Trecho da página:
====

A missão de uma empresa define seu propósito fundamental. É a resposta à pergunta: "Por que existimos?".
Uma missão bem articulada oferece direção e serve como um guia para todos os membros da organização. Por exemplo, a missão do Google – "organizar as informações do mundo e torná-las universalmente acessíveis e úteis" – define claramente seu propósito e orienta todas as suas iniciativas.
Por sua vez, a visão é a aspiração futura da empresa. É uma declaração de onde a empresa quer estar no futuro e o impacto que deseja causar.
A visão da Tesla – "acelerar a transição do mundo para a energia sustentável" – é um exemplo poderoso de como uma visão pode inspirar inovação e dedicação.
Por fim, os valores são os princípios fundamentais que guiam o comportamento dentro da empresa. Eles moldam a cultura organizacional e influenciam como os funcionários interagem entre si e com os clientes.
Empresas como a Zappos, que valorizam o atendimento ao cliente excepcional, demonstram como os valores podem ser vividos diariamente e contribuir para o sucesso.
Jack Welch fala bastante sobre missão, visão e valores no livro "Paixão por Vencer". Ele enfatiza que a missão de uma empresa deve responder à pergunta "Como pretendemos vencer neste negócio?".
A missão deve ser clara, específica e inspiradora, equilibrando o possível com o aspiracional. Valores, segundo Welch, devem ser entendidos como comportamentos específicos que guiam a empresa para alcançar sua missão.

====

O que fazer: Dê sequência ao texto sobre missão, visão e valores de empresas, começando logo depois da última frase mostrada.

Listagem fornecida:
====

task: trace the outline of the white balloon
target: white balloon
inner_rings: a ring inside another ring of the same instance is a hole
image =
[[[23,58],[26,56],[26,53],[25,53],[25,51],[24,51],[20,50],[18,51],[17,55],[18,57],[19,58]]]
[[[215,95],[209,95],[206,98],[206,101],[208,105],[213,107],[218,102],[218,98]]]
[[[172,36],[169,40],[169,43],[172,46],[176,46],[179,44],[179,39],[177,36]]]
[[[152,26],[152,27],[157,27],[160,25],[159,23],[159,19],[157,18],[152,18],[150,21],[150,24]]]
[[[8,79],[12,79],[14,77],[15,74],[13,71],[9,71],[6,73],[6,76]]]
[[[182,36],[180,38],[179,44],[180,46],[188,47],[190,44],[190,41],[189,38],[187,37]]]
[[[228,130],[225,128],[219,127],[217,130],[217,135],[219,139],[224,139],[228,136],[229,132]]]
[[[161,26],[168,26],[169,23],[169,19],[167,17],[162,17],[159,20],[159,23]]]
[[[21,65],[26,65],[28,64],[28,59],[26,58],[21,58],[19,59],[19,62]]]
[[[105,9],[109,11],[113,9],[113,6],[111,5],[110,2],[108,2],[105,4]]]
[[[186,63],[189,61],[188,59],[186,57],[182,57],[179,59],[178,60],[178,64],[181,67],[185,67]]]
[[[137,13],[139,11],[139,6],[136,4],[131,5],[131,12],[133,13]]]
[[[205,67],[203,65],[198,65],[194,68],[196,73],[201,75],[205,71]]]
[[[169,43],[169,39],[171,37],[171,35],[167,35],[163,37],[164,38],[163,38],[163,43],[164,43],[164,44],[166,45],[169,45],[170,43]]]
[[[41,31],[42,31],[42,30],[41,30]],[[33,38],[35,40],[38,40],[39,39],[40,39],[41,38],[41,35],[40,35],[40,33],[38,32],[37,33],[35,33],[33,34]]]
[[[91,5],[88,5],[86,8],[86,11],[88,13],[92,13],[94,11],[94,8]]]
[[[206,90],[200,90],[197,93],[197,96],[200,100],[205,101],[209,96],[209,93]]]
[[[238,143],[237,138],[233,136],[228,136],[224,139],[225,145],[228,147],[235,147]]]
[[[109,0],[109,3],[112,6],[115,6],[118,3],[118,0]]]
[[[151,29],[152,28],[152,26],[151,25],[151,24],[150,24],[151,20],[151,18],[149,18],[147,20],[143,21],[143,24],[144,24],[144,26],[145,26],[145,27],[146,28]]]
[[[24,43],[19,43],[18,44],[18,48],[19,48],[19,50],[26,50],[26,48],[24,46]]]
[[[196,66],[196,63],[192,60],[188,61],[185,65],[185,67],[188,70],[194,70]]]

====

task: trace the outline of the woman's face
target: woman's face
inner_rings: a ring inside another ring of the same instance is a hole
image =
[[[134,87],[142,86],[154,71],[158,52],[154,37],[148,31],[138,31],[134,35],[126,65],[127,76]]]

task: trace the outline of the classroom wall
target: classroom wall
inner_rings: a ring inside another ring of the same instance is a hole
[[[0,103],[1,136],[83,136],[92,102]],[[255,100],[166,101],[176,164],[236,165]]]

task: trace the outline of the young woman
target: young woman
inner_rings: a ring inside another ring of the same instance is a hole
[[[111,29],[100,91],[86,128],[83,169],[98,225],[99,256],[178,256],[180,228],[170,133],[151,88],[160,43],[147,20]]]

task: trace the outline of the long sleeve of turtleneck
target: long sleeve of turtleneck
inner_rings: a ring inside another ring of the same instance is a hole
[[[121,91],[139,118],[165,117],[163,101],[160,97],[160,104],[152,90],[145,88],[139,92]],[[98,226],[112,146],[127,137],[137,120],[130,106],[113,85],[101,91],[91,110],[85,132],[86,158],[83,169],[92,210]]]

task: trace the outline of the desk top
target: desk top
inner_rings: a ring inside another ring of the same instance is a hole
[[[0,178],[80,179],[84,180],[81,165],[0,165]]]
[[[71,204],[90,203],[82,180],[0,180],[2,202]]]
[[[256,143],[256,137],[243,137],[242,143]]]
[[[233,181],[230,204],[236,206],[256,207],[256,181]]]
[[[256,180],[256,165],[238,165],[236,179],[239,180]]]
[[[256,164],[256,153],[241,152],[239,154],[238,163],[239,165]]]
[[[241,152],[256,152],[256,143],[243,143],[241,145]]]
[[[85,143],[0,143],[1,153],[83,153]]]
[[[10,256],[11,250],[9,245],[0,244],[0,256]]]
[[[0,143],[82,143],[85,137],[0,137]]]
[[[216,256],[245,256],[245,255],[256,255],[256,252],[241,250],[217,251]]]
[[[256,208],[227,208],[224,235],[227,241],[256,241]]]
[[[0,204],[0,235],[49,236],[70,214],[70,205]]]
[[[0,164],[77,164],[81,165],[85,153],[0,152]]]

====

Resposta do exercício:
Ele argumenta que a definição de valores deve ser um processo inclusivo, envolvendo toda a organização para garantir que todos compreendam e adotem esses comportamentos.
Por isso, o autor destaca a importância de estabelecer e viver esses princípios como uma forma de alinhar e engajar os funcionários.
Em suas palavras: "Um forte conjunto de valores compartilhados faz mais para criar uma cultura de alto desempenho do que qualquer número de manuais de políticas".
No pensamento administrativo, é evidente que as empresas necessitam estabelecer a tríade mencionada para o próprio sucesso.
Contudo, o que pouco se discute são as possíveis repercussões jurídicas desse tema e como elas podem ser primordiais para o desenvolvimento sadio da organização.
Em primeiro lugar, uma forte missão, visão e valores alinha e engaja os funcionários. Funcionários mais alinhados se sentem mais conectados e motivados, o que resulta em maior produtividade e satisfação no trabalho.
Funcionários mais satisfeitos representam menores chances de passivos trabalhistas em casos de desligamentos, especialmente quando os direitos trabalhistas são respeitados.
Da mesma forma, empresas que comunicam seus valores atraem talentos que compartilham os mesmos princípios, facilitando a contratação e retenção de bons funcionários.
Empresas que estabelecem notadamente sua missão, visão e valores nos contratos de trabalho podem criar expectativas e obrigações específicas para os funcionários, influenciando como as responsabilidades e comportamentos são esperados.
Além disso, se os valores da empresa forem incorporados nos códigos de conduta e políticas internas, podem ser legalmente vinculativos.
Com isso, violações desses códigos possuirão respaldo ao resultar em ações disciplinares ou até mesmo em demissões justificadas.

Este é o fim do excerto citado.